··· DATA

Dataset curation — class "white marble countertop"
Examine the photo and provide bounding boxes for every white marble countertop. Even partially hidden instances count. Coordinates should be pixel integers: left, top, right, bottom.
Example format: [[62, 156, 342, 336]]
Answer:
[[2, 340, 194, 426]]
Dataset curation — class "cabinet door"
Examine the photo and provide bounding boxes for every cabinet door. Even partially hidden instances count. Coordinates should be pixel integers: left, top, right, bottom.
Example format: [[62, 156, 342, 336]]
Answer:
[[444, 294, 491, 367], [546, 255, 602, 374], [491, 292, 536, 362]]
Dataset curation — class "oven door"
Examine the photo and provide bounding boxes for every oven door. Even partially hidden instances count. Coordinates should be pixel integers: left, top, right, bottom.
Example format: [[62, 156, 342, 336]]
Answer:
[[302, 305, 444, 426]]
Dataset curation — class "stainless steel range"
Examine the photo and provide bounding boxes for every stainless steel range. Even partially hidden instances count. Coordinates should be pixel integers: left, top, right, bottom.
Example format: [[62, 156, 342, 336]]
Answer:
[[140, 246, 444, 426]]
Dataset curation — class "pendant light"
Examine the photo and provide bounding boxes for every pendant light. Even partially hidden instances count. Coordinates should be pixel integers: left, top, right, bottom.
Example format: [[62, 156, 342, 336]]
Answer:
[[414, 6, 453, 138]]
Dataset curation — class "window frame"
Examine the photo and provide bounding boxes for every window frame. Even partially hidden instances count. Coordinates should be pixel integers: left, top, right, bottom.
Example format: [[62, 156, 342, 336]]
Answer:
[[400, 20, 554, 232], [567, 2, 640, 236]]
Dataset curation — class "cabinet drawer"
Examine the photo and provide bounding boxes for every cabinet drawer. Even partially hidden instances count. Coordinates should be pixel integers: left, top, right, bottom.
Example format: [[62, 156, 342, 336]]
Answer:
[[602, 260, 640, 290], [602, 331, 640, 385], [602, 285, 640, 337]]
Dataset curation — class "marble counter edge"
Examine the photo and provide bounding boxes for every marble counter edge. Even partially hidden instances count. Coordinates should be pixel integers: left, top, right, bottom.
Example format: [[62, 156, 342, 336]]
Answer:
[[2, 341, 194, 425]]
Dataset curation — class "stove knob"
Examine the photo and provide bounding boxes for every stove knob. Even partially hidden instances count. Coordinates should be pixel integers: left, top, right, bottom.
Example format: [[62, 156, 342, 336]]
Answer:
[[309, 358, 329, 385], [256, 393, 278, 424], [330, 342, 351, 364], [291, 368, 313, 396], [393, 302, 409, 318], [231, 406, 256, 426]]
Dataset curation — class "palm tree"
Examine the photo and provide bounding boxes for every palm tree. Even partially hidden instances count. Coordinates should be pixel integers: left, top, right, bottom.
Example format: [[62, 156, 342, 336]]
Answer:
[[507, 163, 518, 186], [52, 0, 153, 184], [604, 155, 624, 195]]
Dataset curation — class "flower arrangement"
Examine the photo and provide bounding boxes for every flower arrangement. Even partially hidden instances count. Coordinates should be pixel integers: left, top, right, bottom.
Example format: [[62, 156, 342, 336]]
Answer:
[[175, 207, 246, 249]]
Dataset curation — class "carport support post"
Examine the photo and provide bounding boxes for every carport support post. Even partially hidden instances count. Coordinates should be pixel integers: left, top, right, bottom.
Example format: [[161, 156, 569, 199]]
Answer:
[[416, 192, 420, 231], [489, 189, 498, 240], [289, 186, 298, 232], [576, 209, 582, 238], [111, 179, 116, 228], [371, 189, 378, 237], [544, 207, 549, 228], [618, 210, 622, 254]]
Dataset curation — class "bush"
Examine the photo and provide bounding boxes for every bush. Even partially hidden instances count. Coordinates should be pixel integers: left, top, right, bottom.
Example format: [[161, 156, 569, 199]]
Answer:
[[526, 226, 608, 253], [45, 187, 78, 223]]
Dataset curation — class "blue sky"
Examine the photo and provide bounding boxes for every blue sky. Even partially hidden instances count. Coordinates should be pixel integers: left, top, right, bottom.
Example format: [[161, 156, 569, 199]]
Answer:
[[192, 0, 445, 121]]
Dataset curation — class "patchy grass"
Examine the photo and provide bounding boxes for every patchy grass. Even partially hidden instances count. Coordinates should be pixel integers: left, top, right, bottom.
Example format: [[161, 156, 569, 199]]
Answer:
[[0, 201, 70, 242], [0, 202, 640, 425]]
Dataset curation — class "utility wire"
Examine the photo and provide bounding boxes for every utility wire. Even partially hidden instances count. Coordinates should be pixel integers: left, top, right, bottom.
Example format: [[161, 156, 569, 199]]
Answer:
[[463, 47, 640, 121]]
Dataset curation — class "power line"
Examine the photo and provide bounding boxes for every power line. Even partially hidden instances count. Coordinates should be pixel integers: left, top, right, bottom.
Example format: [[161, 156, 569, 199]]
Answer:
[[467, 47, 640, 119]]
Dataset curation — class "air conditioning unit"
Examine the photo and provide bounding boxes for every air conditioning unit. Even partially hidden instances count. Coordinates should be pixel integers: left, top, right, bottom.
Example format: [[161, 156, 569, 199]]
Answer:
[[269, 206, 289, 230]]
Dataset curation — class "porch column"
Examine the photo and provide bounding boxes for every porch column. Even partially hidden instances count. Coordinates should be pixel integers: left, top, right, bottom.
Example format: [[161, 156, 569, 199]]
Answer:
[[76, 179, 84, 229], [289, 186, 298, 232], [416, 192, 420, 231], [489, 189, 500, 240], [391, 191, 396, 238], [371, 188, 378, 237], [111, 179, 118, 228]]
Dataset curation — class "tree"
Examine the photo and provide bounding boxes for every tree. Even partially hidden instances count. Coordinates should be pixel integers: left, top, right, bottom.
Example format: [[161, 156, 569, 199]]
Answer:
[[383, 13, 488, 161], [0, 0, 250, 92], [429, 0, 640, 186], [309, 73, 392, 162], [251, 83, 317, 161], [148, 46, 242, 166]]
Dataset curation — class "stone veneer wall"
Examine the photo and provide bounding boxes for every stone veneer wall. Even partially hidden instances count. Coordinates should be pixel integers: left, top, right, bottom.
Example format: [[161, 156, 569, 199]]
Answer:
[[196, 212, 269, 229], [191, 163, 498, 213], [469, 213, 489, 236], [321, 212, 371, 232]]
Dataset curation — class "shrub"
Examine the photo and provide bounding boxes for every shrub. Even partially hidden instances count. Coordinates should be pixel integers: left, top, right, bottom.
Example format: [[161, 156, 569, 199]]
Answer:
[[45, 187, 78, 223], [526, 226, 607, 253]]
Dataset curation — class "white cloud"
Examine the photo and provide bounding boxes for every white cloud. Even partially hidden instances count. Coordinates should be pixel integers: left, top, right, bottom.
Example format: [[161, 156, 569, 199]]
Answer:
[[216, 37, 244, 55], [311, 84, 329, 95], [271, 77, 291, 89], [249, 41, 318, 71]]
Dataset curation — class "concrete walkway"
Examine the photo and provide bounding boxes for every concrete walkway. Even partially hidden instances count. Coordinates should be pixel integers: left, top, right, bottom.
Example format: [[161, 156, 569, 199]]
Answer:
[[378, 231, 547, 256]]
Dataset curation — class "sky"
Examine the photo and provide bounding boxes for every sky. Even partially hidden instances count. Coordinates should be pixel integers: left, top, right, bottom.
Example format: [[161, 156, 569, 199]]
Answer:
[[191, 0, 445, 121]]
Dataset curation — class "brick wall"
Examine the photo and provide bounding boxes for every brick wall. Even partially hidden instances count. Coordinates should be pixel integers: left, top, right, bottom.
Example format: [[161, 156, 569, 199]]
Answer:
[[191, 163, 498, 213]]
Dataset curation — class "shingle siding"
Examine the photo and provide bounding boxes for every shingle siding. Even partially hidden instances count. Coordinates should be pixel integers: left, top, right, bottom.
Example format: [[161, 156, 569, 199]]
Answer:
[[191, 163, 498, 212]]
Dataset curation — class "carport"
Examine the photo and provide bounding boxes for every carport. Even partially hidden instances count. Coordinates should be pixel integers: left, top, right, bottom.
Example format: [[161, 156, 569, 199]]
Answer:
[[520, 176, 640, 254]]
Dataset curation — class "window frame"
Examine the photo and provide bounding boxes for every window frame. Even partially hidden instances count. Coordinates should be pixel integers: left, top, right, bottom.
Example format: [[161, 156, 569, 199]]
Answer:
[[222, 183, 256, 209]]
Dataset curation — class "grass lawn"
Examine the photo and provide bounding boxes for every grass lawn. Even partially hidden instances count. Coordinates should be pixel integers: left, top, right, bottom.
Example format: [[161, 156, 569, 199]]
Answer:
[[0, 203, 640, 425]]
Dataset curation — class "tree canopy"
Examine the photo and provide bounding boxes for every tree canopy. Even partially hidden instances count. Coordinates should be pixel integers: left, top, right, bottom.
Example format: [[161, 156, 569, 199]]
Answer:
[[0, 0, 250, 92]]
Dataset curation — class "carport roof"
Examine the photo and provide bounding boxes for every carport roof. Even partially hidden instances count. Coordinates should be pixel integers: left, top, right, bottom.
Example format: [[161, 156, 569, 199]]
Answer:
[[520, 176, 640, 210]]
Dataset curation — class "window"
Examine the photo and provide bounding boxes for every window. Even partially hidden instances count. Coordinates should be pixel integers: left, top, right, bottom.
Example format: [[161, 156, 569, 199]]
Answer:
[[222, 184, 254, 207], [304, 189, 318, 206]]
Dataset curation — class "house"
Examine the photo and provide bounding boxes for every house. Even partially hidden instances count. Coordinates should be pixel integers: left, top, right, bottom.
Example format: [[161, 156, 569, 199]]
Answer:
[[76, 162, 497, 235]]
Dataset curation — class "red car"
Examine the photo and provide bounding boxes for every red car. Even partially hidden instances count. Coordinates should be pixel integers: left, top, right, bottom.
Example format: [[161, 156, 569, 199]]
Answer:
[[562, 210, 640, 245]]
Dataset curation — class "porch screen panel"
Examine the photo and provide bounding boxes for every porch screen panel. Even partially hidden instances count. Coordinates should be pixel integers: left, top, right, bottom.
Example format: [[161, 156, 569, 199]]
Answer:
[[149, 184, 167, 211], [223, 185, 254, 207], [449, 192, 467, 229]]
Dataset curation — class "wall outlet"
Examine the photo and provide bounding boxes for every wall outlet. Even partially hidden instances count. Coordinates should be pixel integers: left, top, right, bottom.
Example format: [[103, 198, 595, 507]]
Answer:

······

> **TASK GOAL**
Show every line of the material above that contains the string "stone", treating case as significant.

> **THE REPLY**
Dataset curation — class "stone veneer wall"
Examine the photo and provide bounding boxes for every stone veneer wall. Even partially hidden instances count. Coordinates should be pixel integers: left, top, right, bottom.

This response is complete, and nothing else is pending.